▶ WHAT YOU HAVE TO DO
How many lines in the entries below contain the word "stucco"? Reply with the number alone.
===== ENTRIES SUPPLIED =====
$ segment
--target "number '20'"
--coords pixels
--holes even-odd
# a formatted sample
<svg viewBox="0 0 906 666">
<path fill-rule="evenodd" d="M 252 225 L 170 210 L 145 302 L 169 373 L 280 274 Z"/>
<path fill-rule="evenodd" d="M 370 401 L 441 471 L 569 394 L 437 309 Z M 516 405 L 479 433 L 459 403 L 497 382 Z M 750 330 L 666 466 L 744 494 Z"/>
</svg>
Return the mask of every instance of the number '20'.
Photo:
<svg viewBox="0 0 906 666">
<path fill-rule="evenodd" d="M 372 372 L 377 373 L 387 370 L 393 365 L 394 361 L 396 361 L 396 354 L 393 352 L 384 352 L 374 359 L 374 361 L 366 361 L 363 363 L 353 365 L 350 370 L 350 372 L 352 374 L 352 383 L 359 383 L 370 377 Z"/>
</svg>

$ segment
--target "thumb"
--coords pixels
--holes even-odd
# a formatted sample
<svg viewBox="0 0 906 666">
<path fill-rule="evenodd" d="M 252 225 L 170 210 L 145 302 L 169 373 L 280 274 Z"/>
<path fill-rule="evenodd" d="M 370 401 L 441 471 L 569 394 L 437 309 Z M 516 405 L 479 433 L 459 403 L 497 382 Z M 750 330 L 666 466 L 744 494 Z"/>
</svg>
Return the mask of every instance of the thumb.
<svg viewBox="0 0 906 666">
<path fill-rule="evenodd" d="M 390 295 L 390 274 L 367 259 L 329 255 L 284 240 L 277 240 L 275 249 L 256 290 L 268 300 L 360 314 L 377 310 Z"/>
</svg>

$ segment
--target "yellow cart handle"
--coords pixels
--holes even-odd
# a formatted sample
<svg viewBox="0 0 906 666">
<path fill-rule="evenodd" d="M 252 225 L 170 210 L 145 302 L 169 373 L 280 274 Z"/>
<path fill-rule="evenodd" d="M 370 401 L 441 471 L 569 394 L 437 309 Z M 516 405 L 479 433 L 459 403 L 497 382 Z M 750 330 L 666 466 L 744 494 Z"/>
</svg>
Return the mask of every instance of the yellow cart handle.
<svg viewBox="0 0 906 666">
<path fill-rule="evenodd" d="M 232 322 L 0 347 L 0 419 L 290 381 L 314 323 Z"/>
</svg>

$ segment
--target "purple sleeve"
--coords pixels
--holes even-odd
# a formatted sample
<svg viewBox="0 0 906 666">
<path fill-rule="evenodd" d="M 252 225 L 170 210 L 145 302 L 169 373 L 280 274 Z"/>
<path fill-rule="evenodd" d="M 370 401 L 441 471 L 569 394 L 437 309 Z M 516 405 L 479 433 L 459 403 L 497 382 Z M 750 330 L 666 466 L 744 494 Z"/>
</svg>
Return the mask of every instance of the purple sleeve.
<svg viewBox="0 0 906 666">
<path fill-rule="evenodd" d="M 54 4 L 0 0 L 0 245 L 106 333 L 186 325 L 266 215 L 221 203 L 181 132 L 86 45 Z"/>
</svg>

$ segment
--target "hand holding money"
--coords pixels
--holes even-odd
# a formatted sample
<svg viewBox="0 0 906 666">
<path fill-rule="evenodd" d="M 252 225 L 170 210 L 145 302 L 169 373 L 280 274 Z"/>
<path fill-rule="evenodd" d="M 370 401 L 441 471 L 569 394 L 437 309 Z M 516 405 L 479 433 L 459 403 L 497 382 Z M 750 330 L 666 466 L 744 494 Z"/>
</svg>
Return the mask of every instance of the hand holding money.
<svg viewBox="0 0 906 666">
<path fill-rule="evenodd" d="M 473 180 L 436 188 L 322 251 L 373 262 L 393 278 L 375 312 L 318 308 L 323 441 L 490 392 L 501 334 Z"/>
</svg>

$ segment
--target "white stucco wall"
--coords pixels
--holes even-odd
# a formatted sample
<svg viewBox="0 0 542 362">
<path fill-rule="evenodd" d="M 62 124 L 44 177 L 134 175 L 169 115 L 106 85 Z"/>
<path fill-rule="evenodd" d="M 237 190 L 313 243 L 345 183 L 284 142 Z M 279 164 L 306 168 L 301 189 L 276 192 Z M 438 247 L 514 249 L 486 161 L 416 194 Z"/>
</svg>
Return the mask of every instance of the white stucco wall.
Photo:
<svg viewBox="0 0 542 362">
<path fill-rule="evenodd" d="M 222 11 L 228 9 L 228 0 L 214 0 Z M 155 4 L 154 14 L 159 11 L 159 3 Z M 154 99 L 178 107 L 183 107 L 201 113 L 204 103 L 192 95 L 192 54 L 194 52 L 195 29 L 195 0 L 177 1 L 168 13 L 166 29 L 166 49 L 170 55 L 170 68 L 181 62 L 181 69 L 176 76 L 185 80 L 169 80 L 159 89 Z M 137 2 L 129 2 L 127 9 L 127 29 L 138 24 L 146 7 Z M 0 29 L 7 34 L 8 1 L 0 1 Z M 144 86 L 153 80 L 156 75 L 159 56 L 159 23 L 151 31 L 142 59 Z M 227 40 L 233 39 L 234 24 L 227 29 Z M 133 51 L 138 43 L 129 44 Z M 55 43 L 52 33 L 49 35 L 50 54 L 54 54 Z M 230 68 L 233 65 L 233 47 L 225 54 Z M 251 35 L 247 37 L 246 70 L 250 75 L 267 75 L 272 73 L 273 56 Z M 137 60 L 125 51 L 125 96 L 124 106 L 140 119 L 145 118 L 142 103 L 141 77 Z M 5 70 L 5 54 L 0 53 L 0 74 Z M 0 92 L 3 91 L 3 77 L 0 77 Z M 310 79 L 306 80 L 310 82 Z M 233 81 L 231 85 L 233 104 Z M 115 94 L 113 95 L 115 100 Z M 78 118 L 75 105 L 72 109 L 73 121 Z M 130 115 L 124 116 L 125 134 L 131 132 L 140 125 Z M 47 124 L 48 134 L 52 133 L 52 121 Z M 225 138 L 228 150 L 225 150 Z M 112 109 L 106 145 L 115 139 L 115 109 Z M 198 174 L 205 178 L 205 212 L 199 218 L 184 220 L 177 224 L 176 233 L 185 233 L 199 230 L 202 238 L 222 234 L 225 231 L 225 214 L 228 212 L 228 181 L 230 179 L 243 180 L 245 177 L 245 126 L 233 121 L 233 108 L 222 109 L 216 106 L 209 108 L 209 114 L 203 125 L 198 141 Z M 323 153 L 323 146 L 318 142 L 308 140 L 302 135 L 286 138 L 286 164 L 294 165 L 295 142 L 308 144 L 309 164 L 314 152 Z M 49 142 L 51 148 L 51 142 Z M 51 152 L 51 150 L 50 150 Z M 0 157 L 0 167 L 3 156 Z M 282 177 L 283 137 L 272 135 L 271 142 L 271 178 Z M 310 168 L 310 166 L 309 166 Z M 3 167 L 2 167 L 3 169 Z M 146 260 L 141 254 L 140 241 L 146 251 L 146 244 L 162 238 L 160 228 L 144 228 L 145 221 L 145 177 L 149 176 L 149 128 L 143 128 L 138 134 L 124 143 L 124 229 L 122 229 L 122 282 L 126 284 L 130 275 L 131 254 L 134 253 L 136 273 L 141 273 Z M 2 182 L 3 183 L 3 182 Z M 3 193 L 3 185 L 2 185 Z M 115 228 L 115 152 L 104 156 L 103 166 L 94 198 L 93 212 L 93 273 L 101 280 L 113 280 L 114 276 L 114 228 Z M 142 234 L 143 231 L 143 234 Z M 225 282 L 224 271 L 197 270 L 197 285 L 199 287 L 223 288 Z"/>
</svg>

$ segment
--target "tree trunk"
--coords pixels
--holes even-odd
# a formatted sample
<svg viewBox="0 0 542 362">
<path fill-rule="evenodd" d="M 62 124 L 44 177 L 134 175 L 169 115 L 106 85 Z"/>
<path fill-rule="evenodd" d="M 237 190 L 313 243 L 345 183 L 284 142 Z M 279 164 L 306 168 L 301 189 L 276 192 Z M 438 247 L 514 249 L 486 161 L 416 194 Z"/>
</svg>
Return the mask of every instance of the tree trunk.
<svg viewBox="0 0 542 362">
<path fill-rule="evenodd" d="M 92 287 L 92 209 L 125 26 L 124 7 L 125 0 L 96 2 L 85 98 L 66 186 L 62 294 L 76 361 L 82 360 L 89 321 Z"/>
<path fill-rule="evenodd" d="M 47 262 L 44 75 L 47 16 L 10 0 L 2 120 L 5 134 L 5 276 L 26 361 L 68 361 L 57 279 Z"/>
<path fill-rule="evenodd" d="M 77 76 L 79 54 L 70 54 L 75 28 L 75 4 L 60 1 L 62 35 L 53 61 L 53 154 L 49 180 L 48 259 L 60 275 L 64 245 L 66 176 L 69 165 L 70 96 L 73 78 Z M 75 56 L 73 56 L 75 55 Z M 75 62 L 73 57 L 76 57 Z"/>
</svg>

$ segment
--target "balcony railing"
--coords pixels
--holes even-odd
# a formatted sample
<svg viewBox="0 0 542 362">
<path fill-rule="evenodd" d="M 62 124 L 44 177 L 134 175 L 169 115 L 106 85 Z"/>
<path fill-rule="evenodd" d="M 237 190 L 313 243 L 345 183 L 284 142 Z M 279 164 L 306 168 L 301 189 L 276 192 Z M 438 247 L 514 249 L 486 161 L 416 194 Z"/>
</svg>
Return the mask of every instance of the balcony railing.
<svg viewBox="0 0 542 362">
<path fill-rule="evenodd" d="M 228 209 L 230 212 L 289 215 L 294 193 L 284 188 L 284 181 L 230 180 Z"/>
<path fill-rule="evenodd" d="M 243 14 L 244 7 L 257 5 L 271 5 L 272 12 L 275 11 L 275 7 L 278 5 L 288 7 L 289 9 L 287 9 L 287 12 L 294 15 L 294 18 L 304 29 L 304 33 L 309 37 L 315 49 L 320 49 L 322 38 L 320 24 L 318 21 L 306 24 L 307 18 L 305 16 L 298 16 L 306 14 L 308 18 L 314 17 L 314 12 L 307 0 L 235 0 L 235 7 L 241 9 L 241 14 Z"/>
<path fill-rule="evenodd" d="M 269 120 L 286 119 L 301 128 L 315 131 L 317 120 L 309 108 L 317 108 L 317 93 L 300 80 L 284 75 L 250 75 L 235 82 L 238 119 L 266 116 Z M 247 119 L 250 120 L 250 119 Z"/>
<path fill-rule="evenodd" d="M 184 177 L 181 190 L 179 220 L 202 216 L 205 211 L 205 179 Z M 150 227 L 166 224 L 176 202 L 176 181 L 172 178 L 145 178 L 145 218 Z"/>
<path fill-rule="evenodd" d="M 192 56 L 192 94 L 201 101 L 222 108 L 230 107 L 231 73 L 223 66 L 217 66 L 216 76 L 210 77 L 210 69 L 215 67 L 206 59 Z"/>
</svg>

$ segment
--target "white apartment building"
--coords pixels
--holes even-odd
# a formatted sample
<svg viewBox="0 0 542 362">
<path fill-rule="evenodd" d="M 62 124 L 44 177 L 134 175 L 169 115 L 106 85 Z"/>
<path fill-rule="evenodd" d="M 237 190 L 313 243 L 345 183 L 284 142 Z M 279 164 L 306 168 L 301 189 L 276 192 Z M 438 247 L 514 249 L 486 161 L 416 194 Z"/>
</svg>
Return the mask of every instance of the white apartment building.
=====
▶ REPLY TO THE EXERCISE
2